— BEGIN Reading passage —
I'm suspicious of all pre-standard or proprietary wireless stuff. The mature stuff is bad enough.

Reply to
Al Dykes

(snip, someone wrote)

Note that the WRT54G has a 100baseTX WAN port. As I was reading this I was running ftp through a WRT54G from an 802.11B host, which made

660k bytes/s (to a pentium 200 box, to an NFS mount on an NT machine). Most likely 802.11B is the limitation on that link.

Right now I have no faster machines on the LAN side of the WRT54G, so I can't tell how fast it can really go. I would recommend the WRT54G, even if you don't need the wireless part.

-- glen

Reply to
glen herrmannsfeldt

Since my previous post I tried a 100baseTX connection to a WRT54G, which is connected through 100baseTX to my house LAN. I did an ftp at 2340 kbytes/s, or almost 19 megabits/second, somewhat faster than a 10Mb/s fiber. I haven't tested it with a large number of connections, so I can't tell you how it does in that case.
— END Reading passage —
— BEGIN Record list —
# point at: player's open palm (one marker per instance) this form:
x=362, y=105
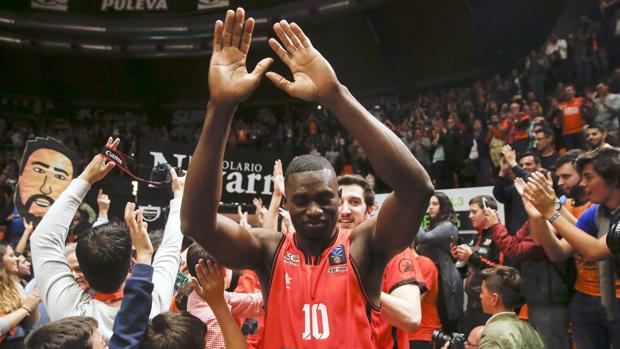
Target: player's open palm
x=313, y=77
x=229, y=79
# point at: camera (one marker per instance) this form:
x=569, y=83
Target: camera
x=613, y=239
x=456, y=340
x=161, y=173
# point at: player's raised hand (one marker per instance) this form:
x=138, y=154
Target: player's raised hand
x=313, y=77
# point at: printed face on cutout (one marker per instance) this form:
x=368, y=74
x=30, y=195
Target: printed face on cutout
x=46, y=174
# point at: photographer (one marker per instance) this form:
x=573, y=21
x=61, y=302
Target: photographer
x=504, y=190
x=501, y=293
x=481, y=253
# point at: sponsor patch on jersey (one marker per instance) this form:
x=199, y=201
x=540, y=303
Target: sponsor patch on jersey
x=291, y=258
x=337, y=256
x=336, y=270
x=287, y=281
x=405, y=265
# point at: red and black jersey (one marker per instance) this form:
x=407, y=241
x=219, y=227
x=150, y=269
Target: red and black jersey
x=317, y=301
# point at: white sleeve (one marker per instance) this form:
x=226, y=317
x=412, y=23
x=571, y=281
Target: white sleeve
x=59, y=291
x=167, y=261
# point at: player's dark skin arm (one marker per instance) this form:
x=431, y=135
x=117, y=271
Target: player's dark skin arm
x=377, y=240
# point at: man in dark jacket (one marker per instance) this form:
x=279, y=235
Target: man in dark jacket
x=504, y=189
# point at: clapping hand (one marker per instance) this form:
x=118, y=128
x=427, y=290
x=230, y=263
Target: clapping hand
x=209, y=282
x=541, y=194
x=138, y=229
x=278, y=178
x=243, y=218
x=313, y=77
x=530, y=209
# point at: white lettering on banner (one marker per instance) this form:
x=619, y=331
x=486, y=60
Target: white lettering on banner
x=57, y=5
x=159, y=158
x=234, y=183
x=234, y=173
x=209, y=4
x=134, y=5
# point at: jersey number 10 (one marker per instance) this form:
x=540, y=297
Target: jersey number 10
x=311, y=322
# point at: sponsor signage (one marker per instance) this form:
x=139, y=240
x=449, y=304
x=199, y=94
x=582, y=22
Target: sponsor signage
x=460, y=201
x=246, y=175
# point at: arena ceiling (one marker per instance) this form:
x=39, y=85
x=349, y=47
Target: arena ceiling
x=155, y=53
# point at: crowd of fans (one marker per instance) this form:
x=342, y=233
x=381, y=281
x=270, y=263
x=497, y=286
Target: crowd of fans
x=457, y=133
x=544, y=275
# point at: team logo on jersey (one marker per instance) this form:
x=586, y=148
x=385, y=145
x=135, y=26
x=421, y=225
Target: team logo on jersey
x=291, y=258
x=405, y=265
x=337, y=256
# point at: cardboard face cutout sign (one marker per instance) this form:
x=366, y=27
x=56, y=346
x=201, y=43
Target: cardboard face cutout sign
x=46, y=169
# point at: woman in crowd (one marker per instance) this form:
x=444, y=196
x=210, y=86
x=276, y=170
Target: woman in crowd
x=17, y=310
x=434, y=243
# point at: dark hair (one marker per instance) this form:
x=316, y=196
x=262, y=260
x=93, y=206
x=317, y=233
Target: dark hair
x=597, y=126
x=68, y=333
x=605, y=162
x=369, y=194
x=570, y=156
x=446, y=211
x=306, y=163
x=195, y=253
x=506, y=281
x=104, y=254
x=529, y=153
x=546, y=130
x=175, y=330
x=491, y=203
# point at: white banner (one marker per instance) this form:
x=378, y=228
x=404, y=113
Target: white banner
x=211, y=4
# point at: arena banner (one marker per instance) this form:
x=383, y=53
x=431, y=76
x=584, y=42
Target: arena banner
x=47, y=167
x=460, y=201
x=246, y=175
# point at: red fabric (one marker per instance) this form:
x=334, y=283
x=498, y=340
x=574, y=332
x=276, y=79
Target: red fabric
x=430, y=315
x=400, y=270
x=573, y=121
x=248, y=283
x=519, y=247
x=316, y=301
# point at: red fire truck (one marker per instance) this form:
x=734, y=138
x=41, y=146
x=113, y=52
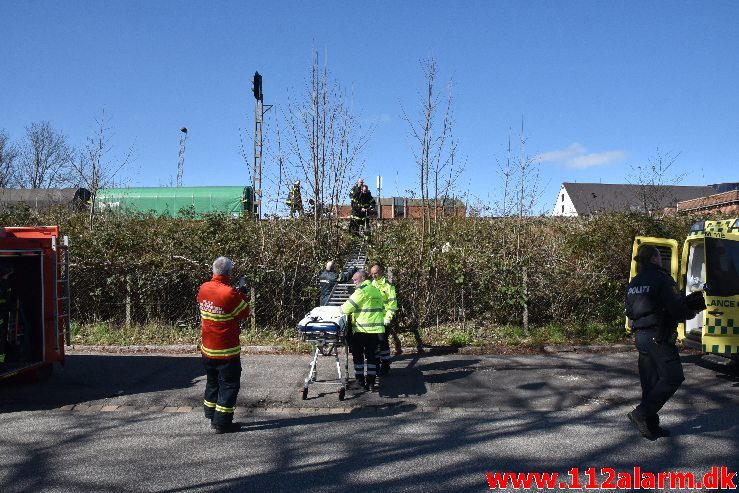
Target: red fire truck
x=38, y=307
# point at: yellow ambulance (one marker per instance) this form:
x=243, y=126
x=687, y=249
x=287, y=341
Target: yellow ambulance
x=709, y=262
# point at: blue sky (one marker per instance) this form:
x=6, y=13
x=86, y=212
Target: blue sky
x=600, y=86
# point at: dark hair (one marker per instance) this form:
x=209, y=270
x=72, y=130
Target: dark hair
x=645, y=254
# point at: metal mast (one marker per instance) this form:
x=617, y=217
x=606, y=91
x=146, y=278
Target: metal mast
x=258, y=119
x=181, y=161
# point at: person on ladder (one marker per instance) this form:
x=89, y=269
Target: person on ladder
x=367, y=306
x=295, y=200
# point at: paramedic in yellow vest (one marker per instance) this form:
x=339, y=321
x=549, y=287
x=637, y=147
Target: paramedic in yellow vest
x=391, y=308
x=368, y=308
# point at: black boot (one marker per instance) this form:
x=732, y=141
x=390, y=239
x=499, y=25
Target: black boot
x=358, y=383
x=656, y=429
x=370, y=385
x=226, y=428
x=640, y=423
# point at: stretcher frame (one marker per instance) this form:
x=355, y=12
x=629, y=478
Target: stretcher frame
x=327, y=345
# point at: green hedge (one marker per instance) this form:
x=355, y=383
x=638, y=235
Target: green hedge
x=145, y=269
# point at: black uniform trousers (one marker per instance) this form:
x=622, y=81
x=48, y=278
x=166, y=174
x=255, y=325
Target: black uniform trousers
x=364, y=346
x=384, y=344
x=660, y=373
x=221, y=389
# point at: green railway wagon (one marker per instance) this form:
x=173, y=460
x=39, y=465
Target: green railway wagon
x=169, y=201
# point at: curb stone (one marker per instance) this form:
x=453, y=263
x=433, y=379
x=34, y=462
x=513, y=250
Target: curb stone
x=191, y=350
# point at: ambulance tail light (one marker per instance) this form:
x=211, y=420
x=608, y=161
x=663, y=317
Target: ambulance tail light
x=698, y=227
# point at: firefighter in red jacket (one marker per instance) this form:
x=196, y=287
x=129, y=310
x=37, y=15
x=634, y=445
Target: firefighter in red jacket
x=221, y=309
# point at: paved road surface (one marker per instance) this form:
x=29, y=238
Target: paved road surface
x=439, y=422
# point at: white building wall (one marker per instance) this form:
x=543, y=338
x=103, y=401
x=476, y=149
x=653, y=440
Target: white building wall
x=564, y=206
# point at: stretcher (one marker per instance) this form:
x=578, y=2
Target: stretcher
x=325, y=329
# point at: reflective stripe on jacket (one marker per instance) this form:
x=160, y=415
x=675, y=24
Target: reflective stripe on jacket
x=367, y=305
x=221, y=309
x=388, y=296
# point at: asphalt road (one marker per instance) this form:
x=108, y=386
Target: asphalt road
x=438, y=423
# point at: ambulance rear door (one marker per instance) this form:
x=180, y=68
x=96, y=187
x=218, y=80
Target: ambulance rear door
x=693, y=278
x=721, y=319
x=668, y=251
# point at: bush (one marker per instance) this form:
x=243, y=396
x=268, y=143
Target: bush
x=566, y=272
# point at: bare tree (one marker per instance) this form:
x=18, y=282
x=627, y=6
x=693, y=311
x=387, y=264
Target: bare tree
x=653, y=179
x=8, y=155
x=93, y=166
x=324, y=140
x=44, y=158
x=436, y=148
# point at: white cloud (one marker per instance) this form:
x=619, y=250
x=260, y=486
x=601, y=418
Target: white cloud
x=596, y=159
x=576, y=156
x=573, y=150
— END Record list —
— BEGIN Record list —
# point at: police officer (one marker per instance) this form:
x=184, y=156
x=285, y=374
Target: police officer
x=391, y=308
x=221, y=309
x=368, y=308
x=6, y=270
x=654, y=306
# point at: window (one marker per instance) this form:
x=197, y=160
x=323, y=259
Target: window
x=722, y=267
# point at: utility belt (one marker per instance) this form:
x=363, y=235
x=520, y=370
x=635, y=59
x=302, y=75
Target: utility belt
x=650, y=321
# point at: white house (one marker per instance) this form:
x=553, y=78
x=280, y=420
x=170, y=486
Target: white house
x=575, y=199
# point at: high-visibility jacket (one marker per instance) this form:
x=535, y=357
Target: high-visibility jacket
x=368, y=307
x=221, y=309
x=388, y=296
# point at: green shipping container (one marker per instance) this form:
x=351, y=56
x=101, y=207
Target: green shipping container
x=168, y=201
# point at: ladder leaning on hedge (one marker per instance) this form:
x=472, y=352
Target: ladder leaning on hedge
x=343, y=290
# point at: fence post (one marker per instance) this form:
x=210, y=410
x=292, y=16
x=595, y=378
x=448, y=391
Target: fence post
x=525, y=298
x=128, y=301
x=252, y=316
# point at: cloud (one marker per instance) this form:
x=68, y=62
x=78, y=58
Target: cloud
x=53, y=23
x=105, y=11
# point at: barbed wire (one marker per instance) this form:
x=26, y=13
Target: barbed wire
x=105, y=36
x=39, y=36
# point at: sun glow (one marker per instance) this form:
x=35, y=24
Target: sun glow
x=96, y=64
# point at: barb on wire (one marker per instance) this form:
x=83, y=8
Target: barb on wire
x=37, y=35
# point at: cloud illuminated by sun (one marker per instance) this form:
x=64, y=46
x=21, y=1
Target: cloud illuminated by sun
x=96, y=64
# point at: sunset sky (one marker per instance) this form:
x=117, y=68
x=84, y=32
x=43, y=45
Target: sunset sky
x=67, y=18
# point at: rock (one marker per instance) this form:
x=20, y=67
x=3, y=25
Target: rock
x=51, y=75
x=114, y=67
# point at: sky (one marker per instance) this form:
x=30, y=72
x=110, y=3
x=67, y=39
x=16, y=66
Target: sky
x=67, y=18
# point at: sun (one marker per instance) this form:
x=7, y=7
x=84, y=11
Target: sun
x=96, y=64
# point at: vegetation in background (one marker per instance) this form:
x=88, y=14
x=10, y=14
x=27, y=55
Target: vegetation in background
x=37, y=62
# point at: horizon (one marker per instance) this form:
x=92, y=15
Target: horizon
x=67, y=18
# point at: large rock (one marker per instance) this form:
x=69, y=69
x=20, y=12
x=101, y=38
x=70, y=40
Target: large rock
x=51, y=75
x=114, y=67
— END Record list —
In the router discussion, what transfer rate did the ftp reach over the 100baseTX connection to the WRT54G? None of the data is needed here.

It reached 2340 kbytes/s, or almost 19 megabits per second.